**SELECTED TEXT**

::::

- Born: São Paulo, Brazil
- Education: B.A. in Biology M.Sc. in Fermentation Science, 1999
- Alma mater: Vassar College University of California, Davis
- Occupation: Winemaker
- Years active: 1999 - present
- Employer: Chimney Rock

= Elizabeth Vianna =

American winemaker

Elizabeth Vianna is a female winemaker and businesswoman who has been responsible for some of California's most notable Cabernet wines. She is one of America's few Latina winemakers, known for Bordeaux-style wines at Chimney Rock, a part of Terlato Wine Group.

== Career ==

Vianna came to the wine world by happenstance. She studied biology in undergrad at Vassar College in New York and worked as a clinical toxicologist after completing her undergraduate education. While living in New York City an working in New York Hospital-Cornell Medical Center, she tasted a glass of 1985 Sociando Mallet while at an auction at Chrisie's Auction House.

This newfound appreciation for wine led her to apply to the University of California, Davis for a masters program in winemaking. While in school, Vianna began an internship at Chimney Rock. When she graduated in 1999, Vianna became an enologist at that Napa company, and was named assistant winemaker there in 2002. She then advanced to the position of winemaker in 2005.

::::

**EXERCISE A**
Set down, word for word, the portion of the Elizabeth Vianna biography starting with "Vianna came to" and going on through "Chrisie's Auction House.".
**EXERCISE B**
Extend the Elizabeth Vianna biography, writing on from the point at which it stops.

::::

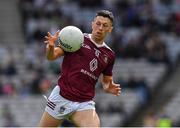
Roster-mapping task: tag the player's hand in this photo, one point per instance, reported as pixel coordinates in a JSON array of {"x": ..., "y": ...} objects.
[
  {"x": 112, "y": 88},
  {"x": 51, "y": 39}
]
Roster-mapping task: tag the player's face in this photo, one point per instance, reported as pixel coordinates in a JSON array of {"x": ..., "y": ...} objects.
[{"x": 101, "y": 26}]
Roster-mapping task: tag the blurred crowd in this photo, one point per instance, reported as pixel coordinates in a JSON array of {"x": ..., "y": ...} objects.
[{"x": 142, "y": 29}]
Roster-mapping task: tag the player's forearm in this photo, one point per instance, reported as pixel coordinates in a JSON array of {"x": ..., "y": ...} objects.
[{"x": 50, "y": 52}]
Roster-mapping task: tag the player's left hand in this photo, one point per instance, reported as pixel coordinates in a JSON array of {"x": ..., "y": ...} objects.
[{"x": 113, "y": 88}]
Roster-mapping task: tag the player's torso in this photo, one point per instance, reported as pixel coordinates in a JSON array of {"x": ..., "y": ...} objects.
[
  {"x": 90, "y": 60},
  {"x": 81, "y": 69}
]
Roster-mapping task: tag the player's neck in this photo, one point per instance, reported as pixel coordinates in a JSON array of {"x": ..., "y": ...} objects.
[{"x": 99, "y": 42}]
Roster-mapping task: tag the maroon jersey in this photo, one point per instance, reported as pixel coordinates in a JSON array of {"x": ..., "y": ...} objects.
[{"x": 81, "y": 69}]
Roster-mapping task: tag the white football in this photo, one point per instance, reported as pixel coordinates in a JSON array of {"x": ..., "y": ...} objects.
[{"x": 70, "y": 38}]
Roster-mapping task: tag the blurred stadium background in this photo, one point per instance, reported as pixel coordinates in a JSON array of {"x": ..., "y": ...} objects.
[{"x": 146, "y": 39}]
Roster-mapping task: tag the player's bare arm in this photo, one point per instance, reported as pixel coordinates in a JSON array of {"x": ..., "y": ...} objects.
[
  {"x": 109, "y": 86},
  {"x": 52, "y": 52}
]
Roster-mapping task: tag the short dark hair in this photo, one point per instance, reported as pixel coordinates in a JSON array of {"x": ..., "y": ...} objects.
[{"x": 106, "y": 13}]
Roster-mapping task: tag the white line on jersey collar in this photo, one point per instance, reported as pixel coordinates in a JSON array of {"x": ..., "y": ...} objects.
[{"x": 98, "y": 45}]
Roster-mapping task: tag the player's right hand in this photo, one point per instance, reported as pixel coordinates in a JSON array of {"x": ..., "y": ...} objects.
[{"x": 51, "y": 39}]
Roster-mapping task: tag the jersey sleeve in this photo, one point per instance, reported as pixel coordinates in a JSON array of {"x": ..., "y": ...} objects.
[{"x": 109, "y": 68}]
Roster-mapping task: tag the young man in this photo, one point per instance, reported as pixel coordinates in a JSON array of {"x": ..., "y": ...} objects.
[{"x": 73, "y": 96}]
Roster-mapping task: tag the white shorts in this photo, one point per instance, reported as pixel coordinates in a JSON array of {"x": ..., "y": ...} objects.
[{"x": 61, "y": 108}]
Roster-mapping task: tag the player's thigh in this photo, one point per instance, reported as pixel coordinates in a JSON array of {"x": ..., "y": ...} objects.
[
  {"x": 86, "y": 118},
  {"x": 49, "y": 121}
]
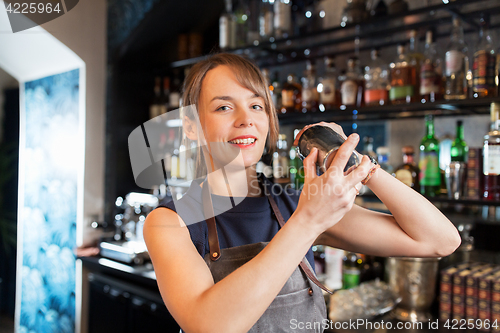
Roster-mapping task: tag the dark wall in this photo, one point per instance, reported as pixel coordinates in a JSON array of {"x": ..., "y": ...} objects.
[{"x": 8, "y": 195}]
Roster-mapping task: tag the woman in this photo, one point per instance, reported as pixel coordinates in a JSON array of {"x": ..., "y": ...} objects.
[{"x": 233, "y": 104}]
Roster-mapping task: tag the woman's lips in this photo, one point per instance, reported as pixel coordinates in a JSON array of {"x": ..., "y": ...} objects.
[{"x": 244, "y": 145}]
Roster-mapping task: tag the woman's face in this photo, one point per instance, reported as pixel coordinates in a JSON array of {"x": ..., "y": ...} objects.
[{"x": 231, "y": 113}]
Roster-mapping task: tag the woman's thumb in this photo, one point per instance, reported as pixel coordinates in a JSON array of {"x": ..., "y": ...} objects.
[{"x": 310, "y": 164}]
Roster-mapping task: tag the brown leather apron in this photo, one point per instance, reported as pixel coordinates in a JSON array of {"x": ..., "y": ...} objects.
[{"x": 299, "y": 306}]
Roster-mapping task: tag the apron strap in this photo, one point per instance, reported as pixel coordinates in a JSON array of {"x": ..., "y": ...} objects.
[
  {"x": 208, "y": 210},
  {"x": 303, "y": 263}
]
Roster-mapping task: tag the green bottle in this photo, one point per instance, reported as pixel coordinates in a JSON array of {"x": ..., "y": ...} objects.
[
  {"x": 351, "y": 270},
  {"x": 430, "y": 175},
  {"x": 459, "y": 148}
]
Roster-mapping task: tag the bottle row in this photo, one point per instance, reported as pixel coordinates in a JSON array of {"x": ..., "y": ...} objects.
[
  {"x": 413, "y": 76},
  {"x": 341, "y": 269},
  {"x": 448, "y": 166},
  {"x": 251, "y": 22}
]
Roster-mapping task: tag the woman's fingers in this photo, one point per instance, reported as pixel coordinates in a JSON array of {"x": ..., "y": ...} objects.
[
  {"x": 310, "y": 165},
  {"x": 360, "y": 173},
  {"x": 343, "y": 154}
]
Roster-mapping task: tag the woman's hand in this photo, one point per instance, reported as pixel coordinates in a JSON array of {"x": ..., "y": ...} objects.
[{"x": 327, "y": 198}]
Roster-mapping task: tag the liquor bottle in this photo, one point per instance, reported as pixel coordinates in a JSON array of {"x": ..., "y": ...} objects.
[
  {"x": 416, "y": 59},
  {"x": 351, "y": 270},
  {"x": 242, "y": 14},
  {"x": 430, "y": 72},
  {"x": 155, "y": 106},
  {"x": 166, "y": 95},
  {"x": 403, "y": 79},
  {"x": 491, "y": 156},
  {"x": 484, "y": 64},
  {"x": 175, "y": 95},
  {"x": 430, "y": 174},
  {"x": 376, "y": 78},
  {"x": 266, "y": 20},
  {"x": 310, "y": 96},
  {"x": 280, "y": 161},
  {"x": 265, "y": 74},
  {"x": 408, "y": 172},
  {"x": 459, "y": 149},
  {"x": 291, "y": 95},
  {"x": 383, "y": 159},
  {"x": 282, "y": 18},
  {"x": 457, "y": 64},
  {"x": 276, "y": 91},
  {"x": 333, "y": 267},
  {"x": 351, "y": 84},
  {"x": 329, "y": 94},
  {"x": 227, "y": 27},
  {"x": 253, "y": 33}
]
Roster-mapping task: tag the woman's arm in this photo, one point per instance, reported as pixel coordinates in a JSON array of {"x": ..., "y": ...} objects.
[
  {"x": 416, "y": 228},
  {"x": 236, "y": 302}
]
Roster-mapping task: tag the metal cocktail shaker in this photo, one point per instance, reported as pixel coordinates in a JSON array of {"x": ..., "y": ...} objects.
[{"x": 327, "y": 141}]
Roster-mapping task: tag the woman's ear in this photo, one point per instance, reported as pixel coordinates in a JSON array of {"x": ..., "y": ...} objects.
[{"x": 190, "y": 128}]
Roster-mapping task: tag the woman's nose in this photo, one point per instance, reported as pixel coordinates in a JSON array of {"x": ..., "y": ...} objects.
[{"x": 243, "y": 117}]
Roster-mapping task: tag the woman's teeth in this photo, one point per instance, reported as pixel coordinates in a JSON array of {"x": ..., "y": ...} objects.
[{"x": 243, "y": 141}]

::::

**WRITTEN REPLY A**
Vianna came to the wine world by happenstance. She studied biology in undergrad at Vassar College in New York and worked as a clinical toxicologist after completing her undergraduate education. While living in New York City an working in New York Hospital-Cornell Medical Center, she tasted a glass of 1985 Sociando Mallet while at an auction at Chrisie's Auction House.

**WRITTEN REPLY B**
In 2011, Vianna was promoted to General Manager of the winery, while continuing in her role as head winemaker of this Stags Leap District estate enterprise.

Over time, Vianna worked with California's top winemakers, including Heidi Barrett, Erin Green, Pam Starr, and Celia Welch.

In 2009, Vianna was honored by the UC, Davis School of Graduate Studies when she was invited to deliver the commencement speech to the class of 2009. She is frequently selected for tasting panels and judging wine competitions.

In 2012, PBS filmed Vianna's work at Chimney Rock for a six-part TV series titled Vintage. The show took viewers behind-the-scenes at three Napa Valley wineries during the 2012 harvest season.

In 2017, Vianna's vines were almost affected by the October northern California wildfires.